The author of Revelations was John of Patmos.. not the same author as the one who compiled the Gospel of John. FYI. Also there is a hot debate on weather the Johannine Prologue is somewhat parallel to the Barbeloite or Sethian Pronoia Monologue that is at the end of the Nag Hammadi Codex - Secret book of John. They are very much perpetuating the same ideas.

Glad to hear your knowledge of bibliolotry! Not to be rude about the John comment, its a common mistake. Elaine Pagels new book Revelations was the one that fixed it for me..

Tim.
Thanks for confirming my response to Breakbeat_Mystic on 2/12/2013. I also question whether the beginning of the Gospel was written by the same person (or persons) who wrote the bulk of the book. There does indeed seem to be agreement between the ideas expressed at the beginning of the Gospel and the Gnostic mythology of the Apocryphon of John (not to be confused with the Apocalypse of John (or Revelation), although most of the book expresses fairly conventional Pauline type theology. It is a radical departure from the Synoptic Gospels, which keep the theologizing to a minimum.

◆ Task list
**a.** According to the excerpt, who was the author of Revelations?
**b.** Write out the excerpt from "The author of" up to and including "it for me..", swapping "Patmos" for "Ephesus".

◆ Given entries
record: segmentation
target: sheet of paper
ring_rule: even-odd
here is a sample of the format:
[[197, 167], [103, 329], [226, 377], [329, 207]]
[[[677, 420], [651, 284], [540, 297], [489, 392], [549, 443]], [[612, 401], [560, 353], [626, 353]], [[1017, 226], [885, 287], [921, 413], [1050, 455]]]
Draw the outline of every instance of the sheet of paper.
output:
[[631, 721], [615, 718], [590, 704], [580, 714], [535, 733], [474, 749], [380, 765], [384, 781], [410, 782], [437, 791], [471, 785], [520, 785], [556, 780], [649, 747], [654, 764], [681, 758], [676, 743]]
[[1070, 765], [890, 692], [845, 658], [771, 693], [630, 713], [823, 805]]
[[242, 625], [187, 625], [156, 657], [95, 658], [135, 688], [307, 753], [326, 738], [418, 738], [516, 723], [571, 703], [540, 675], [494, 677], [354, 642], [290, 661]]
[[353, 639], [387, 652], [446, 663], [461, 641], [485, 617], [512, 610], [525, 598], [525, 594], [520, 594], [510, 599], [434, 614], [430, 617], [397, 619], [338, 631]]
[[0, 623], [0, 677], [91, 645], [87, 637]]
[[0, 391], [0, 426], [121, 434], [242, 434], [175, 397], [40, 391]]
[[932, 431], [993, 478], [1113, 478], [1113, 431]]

◆ Replies
**a.** John of Patmos.

**b.**
The author of Revelations was John of Ephesus.. not the same author as the one who compiled the Gospel of John. FYI. Also there is a hot debate on weather the Johannine Prologue is somewhat parallel to the Barbeloite or Sethian Pronoia Monologue that is at the end of the Nag Hammadi Codex - Secret book of John. They are very much perpetuating the same ideas.

Glad to hear your knowledge of bibliolotry! Not to be rude about the John comment, its a common mistake. Elaine Pagels new book Revelations was the one that fixed it for me..